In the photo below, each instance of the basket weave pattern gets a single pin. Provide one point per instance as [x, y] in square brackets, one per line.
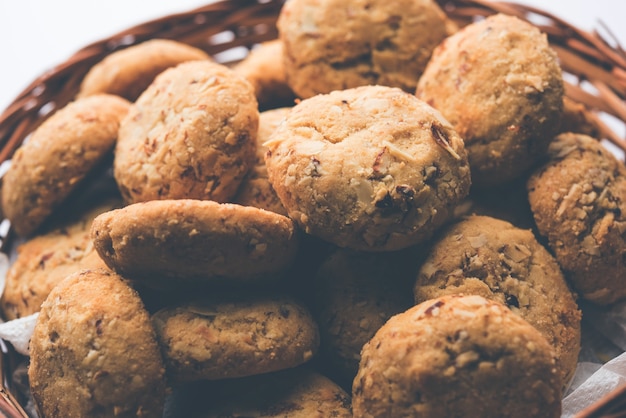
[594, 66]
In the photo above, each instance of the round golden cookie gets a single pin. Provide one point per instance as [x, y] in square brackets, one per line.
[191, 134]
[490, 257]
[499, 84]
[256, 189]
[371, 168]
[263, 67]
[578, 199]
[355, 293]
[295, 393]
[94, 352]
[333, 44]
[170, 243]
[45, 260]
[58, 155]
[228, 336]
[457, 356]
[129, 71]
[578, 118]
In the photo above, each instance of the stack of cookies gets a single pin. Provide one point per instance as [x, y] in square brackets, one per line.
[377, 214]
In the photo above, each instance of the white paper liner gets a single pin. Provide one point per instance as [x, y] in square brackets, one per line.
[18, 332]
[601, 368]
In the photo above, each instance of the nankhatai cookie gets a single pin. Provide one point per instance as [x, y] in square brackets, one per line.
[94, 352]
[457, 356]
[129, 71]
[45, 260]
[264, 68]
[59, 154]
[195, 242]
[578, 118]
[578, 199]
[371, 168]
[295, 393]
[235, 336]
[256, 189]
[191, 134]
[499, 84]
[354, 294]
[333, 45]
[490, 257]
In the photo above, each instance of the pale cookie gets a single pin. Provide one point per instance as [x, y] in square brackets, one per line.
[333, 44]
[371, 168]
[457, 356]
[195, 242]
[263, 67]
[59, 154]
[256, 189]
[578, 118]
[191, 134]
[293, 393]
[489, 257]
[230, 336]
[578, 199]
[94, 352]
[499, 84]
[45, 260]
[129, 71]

######

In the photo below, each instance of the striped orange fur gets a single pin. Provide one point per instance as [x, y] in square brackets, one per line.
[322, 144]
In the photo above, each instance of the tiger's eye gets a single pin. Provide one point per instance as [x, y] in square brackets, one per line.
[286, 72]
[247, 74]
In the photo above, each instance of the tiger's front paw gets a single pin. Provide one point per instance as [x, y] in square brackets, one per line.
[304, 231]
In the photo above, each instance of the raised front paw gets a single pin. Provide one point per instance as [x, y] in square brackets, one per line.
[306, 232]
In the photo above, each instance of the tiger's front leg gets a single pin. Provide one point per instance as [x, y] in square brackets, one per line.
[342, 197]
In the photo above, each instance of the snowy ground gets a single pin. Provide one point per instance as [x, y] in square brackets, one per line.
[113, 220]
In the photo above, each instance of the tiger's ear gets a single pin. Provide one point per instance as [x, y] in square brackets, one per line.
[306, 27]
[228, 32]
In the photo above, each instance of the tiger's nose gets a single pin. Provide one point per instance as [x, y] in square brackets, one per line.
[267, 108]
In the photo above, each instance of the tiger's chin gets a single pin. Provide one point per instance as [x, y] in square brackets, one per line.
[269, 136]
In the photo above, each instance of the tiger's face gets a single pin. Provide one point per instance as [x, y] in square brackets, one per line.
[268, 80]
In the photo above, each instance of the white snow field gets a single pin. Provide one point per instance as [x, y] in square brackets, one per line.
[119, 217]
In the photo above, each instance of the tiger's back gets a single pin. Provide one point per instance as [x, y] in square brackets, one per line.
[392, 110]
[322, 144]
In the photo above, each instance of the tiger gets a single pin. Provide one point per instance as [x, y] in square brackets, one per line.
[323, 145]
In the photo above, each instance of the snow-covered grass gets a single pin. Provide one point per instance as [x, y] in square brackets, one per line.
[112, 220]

######

What to work on - Gather every line of the data above that contains the word "front". Matching is case-sensitive.

Right answer -
In the photo above, each instance of the tiger's front paw gets a single pin. Provide one point per instance as [x, y] in square brackets, one per line.
In the photo above, each instance of the raised front paw gets a single pin. Provide one point per instance as [x, y] in square brackets, one per line.
In the photo above, each instance of the tiger's front leg gets a single pin. Provide one point per instance as [x, y] in square brackets, one per line.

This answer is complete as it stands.